*** Document section Section Begins ***

The German G7 Global Health Program
As a direct implication of the 2015 G7 summit in Elmau, Germany is increasing its efforts in supporting partner countries in response to outbreaks and in the implementation of resilient healthcare systems. A main focus lies on strengthening international activities in the field of infectious diseases.
In this context, the Federal Ministry of Health has launched the “G7 Global Health Program”.
Within the program, the Robert Koch Institute (RKI), as the national public health authority, is tasked with contributing to building capacities in outbreak and crisis response, strengthening basic healthcare in less-resourced countries, implementing International Health Regulations and fighting antimicrobial resistance.
Partner agencies in the implementation of the program are the Federal Institute for Drugs and Medical Devices (BfArM), the Paul Ehrlich Institute for Vaccines and Biomedicines (PEI) and the Bernhard Nocht Institute for tropical medicine (BNI).
Targeted projects in the field of capacity building include topics such as:
- Scientific training on a rational approach to antibiotic treatment regimens (BfArM);
- Training for healthcare staff in self- and community-protection during outbreaks of life-threatening infectious diseases (RKI);
- Training and exercises on interventional field epidemiology and crisis response (RKI);
- Postgraduate training of scientific personnel from partner countries in German research institutes: focus on advanced diagnostic techniques for dangerous pathogens endemic in the respective partner countries (RKI).

*** Document section Section Ends ***

Required action 1: Output the passage of the G7 Global Health Program text from "Partner agencies in" to "tropical medicine (BNI)." word for word.
Required action 2: List the partner agencies that the text on the German G7 Global Health Program names for implementing the program.
Required action 3: Take the text on the German G7 Global Health Program further from its last line.
None of the work requires the items.

*** Supplied records Section Begins ***

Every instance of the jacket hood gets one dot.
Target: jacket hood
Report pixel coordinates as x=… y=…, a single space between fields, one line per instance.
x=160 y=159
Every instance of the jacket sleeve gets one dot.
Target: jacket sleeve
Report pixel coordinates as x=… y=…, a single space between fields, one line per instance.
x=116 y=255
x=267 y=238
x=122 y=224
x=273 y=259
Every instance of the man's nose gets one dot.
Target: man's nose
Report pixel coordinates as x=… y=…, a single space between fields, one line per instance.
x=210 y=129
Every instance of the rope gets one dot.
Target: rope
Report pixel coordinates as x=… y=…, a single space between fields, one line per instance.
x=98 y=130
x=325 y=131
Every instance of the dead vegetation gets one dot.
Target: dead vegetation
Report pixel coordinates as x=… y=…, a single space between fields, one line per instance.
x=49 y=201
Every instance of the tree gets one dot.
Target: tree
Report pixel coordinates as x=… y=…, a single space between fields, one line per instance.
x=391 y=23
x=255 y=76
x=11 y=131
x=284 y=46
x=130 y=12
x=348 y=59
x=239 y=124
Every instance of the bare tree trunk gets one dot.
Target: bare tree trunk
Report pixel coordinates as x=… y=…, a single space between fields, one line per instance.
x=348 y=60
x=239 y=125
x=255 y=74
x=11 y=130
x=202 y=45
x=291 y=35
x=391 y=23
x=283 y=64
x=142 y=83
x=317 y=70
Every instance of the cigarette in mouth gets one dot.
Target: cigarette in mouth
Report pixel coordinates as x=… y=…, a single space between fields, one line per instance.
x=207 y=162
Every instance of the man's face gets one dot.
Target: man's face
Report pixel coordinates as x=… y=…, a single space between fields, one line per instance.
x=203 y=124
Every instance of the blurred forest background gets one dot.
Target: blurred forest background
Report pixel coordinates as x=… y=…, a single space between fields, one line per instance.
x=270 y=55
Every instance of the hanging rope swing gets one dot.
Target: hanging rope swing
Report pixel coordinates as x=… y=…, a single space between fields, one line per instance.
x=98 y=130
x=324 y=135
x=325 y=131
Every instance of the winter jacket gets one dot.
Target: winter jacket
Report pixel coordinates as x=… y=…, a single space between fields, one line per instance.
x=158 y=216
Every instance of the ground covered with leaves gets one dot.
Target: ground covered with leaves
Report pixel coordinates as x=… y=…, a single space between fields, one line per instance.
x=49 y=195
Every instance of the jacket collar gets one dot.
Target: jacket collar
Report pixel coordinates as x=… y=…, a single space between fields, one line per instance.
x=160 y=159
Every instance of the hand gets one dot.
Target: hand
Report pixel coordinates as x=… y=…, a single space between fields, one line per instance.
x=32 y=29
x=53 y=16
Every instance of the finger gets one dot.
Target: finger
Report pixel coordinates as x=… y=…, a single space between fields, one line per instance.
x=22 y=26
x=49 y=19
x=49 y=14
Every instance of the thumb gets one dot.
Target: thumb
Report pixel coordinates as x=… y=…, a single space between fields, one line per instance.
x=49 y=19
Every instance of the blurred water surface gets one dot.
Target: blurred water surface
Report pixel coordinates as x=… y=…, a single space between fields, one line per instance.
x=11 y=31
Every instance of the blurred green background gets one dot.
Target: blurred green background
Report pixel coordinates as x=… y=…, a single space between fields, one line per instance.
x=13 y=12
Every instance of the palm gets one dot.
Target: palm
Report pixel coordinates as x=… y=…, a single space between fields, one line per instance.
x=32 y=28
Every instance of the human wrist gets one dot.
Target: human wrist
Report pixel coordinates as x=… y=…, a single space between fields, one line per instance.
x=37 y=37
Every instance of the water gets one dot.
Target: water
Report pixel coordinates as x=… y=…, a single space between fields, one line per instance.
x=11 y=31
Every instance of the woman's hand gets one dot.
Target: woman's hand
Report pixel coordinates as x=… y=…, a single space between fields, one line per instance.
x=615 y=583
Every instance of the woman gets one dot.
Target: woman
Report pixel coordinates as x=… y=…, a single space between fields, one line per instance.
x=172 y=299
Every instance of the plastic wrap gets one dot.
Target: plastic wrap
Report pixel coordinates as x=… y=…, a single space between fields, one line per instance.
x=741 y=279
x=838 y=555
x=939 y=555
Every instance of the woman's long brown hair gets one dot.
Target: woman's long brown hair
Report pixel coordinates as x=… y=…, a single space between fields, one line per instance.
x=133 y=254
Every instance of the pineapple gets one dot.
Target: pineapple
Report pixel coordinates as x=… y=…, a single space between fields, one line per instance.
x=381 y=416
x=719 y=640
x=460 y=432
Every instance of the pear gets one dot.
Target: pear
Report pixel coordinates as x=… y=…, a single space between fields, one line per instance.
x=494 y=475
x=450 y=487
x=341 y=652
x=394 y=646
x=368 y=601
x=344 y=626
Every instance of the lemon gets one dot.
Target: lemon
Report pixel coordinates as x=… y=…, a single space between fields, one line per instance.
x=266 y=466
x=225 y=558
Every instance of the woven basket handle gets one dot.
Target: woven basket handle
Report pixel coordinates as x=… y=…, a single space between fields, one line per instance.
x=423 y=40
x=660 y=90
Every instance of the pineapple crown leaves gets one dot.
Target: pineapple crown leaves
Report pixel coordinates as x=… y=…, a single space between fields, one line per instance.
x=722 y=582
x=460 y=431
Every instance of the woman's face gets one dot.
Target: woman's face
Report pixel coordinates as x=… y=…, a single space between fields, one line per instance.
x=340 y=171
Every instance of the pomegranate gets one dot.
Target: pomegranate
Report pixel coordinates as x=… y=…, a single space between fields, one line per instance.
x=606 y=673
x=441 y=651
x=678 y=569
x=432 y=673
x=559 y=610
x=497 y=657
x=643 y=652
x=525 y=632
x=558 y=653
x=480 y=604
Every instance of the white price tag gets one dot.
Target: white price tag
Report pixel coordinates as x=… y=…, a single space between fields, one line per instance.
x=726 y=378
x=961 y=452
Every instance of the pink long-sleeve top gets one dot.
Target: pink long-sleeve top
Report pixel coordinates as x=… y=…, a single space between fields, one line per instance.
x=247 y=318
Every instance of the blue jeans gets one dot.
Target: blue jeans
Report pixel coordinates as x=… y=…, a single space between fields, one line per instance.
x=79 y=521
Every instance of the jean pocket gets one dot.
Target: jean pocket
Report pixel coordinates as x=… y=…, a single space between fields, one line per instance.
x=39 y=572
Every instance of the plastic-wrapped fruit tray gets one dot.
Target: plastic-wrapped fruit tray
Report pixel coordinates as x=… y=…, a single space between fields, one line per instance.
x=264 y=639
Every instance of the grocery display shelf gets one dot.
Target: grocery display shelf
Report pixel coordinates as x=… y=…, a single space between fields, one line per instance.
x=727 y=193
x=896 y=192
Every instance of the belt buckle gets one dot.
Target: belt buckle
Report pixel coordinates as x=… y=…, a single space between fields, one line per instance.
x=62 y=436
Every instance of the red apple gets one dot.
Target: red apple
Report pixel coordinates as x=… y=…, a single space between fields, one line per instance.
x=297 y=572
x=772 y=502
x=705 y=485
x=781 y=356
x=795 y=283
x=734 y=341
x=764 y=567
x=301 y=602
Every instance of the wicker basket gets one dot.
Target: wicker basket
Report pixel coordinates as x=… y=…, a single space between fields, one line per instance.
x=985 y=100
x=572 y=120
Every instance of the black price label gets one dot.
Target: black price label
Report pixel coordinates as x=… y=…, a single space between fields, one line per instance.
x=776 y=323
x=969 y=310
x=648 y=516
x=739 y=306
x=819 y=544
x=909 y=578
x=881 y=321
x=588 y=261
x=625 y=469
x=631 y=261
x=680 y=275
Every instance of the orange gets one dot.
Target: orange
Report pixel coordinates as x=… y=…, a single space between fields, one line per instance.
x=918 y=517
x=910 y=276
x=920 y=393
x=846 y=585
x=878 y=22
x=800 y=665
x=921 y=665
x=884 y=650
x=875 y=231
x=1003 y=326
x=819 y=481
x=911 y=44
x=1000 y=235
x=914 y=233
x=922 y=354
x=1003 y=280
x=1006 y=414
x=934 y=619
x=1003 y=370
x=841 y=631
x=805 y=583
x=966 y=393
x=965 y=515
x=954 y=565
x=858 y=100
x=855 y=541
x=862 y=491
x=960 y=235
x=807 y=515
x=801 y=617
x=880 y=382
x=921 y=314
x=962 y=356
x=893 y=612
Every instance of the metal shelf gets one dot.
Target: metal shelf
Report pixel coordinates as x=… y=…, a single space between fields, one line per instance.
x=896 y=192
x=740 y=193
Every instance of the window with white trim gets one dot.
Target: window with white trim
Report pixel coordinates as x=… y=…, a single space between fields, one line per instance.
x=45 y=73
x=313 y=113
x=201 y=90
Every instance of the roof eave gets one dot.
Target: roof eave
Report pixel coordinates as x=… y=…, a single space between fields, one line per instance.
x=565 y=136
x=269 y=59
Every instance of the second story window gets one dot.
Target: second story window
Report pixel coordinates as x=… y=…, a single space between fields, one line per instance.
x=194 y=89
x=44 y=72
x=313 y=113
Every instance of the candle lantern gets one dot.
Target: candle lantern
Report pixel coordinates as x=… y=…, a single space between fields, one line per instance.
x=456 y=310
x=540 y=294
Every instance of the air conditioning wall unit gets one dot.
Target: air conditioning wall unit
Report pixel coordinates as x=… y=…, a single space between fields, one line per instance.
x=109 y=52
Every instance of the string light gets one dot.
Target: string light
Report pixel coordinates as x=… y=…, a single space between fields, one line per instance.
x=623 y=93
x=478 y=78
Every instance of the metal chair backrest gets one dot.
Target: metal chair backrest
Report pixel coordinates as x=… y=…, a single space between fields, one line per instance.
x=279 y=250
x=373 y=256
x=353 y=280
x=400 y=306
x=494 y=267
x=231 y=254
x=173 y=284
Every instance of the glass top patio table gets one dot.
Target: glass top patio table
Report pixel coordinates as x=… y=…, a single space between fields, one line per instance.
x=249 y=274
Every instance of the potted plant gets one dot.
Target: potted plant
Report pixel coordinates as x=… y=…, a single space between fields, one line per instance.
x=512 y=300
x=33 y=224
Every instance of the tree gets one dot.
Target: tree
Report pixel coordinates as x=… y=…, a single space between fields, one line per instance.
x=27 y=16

*** Supplied records Section Ends ***

Expected output 1:
Partner agencies in the implementation of the program are the Federal Institute for Drugs and Medical Devices (BfArM), the Paul Ehrlich Institute for Vaccines and Biomedicines (PEI) and the Bernhard Nocht Institute for tropical medicine (BNI).

Expected output 2:
- Federal Institute for Drugs and Medical Devices (BfArM)
- Paul Ehrlich Institute for Vaccines and Biomedicines (PEI)
- Bernhard Nocht Institute for tropical medicine (BNI)

Expected output 3:
Examples for efforts in strengthening basic healthcare include:
- The RKI/BNI joint initiative “Organise Response to Disease Epidemics maintaining Routine Health Care (ORDER-HC)”;
- Support in the development of a regulatory framework for accessibility, safety and quality assurance of blood products and adaption to large-scale-emergency preparedness in partner countries (PEI);
- Training and advice on regulations for immunization (PEI).
Other activities are closely linked to essential research topics in the context of enhancing infectious disease preparedness globally. A typical example is an RKI project exploring etiology, burden of disease and antimicrobial resistance patterns of nosocomial bacterial infections in partner countries.
Currently, the overall program is planned to run for five years with an annual budget of around 4M€.
Within the Robert Koch Institute, the Units for Surveillance, Immunization, Healthcare-associated Infections and the Centre for Biological Threats and Special Pathogens are involved in specific projects of the program. The executive department for “Global Health and Biosecurity” acts as overall coordinator.